TEXTO DE ORIGEN:
::::::::

Las cifras históricas permiten dimensionar esa realidad. Antes del siglo XVIII, la mortalidad materna se estimaba entre una y dos muertes por cada cien partos. Acumulado a lo largo de la vida reproductiva, esto significaba que muchas mujeres morían jóvenes como consecuencia directa del embarazo y el parto. La muerte materna no era vista como una falla del sistema: era parte del sistema.
Durante la Edad Media y la modernidad temprana, el escenario cambió poco. El parto siguió siendo domiciliario y asistido por parteras. Cuando la medicina académica comenzó a intervenir con mayor frecuencia, lo hizo sin comprender aún los principios básicos de la higiene. Paradójicamente, el traslado del parto a hospitales incrementó la mortalidad en algunos contextos. La fiebre puerperal devastó maternidades enteras. Dar a luz bajo techo institucional podía ser más peligroso que hacerlo en casa.
La cesárea, hoy tan debatida, tuvo durante siglos un significado radicalmente distinto. No nació como una alternativa para salvar a la madre, sino como un acto extremo, muchas veces practicado después de su muerte, con fines legales o religiosos. La primera cesárea documentada con supervivencia materna suele atribuirse a Jakob Nufer, alrededor del año 1500, pero fue una excepción aislada. Durante siglos, la cesárea fue sinónimo de altísima mortalidad.
El verdadero cambio llegó cuando la ciencia entró de lleno en la sala de partos. La introducción de la asepsia, impulsada por Semmelweis y consolidada posteriormente por Lister, transformó el pronóstico del parto institucional. La anestesia y la analgesia obstétrica liberaron a las mujeres del sufrimiento extremo. A finales del siglo XIX, la sutura uterina sistemática permitió controlar el sangrado y hacer la cesárea técnicamente viable. En el siglo XX, los antibióticos y la transfusión sanguínea terminaron de cambiar la historia.
En menos de cien años, la mortalidad materna descendió de cifras superiores a 800–1,000 muertes por cada 100,000 nacidos vivos a menos de 20 en muchos países. Este descenso no fue producto del azar ni de la “naturalidad” del parto, sino de la intervención consciente del conocimiento médico, de la organización de los servicios de salud y de la toma de decisiones oportunas.
Hoy el parto sigue siendo un proceso fisiológico, pero ocurre dentro de un marco de vigilancia, anticipación y respuesta. El monitoreo fetal, el manejo activo del alumbramiento, la analgesia y la cesárea oportuna no niegan la naturaleza del parto: la protegen. Idealizar el parto del pasado es desconocer que durante siglos parir fue una de las principales causas de muerte en mujeres jóvenes.

::::::::

EXTRACTOS DE DATOS:
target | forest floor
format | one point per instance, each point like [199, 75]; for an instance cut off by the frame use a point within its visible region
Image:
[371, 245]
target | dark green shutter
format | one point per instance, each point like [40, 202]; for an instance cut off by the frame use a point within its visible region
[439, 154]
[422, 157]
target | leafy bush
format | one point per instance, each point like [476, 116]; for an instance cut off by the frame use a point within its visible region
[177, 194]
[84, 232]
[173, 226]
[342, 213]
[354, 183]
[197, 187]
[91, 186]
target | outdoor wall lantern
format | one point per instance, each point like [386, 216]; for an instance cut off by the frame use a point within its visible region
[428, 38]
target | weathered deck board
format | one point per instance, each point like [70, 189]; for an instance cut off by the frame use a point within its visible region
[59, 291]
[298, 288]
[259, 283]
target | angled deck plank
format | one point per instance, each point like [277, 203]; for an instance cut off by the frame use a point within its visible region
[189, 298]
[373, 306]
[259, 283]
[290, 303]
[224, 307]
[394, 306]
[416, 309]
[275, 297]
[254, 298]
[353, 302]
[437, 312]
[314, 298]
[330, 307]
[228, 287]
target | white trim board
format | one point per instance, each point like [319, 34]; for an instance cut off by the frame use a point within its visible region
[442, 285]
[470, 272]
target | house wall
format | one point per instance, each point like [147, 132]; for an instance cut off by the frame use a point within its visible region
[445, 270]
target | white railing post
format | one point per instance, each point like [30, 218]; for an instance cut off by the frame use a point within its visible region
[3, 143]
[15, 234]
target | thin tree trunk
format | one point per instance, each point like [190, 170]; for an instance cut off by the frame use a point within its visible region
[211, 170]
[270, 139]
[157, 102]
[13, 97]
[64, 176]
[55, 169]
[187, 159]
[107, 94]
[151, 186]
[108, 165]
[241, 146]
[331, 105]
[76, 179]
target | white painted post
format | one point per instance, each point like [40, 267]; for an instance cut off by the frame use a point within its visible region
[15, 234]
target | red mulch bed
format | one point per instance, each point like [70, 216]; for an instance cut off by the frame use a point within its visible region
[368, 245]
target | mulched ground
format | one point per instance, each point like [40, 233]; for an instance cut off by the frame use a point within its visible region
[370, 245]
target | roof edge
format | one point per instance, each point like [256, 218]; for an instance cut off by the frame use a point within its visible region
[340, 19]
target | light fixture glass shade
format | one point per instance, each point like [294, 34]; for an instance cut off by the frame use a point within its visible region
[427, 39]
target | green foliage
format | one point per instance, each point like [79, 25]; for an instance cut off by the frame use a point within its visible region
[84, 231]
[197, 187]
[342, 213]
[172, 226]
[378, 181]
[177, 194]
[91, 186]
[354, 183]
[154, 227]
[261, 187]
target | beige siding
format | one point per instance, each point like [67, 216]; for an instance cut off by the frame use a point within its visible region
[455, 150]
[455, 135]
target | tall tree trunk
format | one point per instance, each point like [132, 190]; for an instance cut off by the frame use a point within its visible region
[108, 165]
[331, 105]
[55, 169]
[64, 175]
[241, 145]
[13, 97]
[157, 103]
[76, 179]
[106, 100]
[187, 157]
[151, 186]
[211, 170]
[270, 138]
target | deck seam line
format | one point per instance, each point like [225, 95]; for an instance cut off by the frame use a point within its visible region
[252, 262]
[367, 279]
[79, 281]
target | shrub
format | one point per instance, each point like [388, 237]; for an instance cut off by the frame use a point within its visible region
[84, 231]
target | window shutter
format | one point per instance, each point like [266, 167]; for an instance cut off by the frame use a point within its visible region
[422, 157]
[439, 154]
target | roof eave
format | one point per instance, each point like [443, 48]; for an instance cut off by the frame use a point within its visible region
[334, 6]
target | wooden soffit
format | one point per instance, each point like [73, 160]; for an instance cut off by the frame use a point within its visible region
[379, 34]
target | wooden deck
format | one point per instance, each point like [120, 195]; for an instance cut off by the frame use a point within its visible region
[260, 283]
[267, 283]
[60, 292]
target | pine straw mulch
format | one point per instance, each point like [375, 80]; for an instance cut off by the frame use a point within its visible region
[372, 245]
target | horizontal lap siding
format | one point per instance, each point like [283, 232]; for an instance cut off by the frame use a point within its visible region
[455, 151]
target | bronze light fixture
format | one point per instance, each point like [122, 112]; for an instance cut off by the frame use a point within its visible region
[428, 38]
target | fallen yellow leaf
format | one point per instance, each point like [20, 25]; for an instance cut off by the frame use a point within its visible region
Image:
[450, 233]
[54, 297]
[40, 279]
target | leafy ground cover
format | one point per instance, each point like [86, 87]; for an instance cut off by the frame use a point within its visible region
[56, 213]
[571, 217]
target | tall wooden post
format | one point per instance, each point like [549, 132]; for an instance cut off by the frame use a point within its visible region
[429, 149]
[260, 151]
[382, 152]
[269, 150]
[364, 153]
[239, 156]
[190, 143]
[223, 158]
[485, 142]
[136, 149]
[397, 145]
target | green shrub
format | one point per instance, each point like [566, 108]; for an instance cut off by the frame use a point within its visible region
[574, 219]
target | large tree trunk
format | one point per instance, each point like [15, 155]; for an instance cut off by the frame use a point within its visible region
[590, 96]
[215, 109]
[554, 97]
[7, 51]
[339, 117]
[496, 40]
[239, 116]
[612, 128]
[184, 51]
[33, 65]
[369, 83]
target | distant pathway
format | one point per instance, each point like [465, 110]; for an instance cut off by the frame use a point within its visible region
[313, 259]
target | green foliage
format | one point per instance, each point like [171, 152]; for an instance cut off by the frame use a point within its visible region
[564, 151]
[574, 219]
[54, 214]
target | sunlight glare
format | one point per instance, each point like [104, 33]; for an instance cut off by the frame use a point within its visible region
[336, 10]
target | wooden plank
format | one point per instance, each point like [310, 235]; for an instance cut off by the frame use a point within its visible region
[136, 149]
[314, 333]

::::::::

CONSIGNA DEL EJERCICIO: Según el texto de origen, ¿a quién suele atribuirse la primera cesárea documentada con supervivencia materna? Las líneas proceden de una fuente distinta a la del texto de origen.

RESULTADO DEL EJERCICIO: A Jakob Nufer, alrededor del año 1500.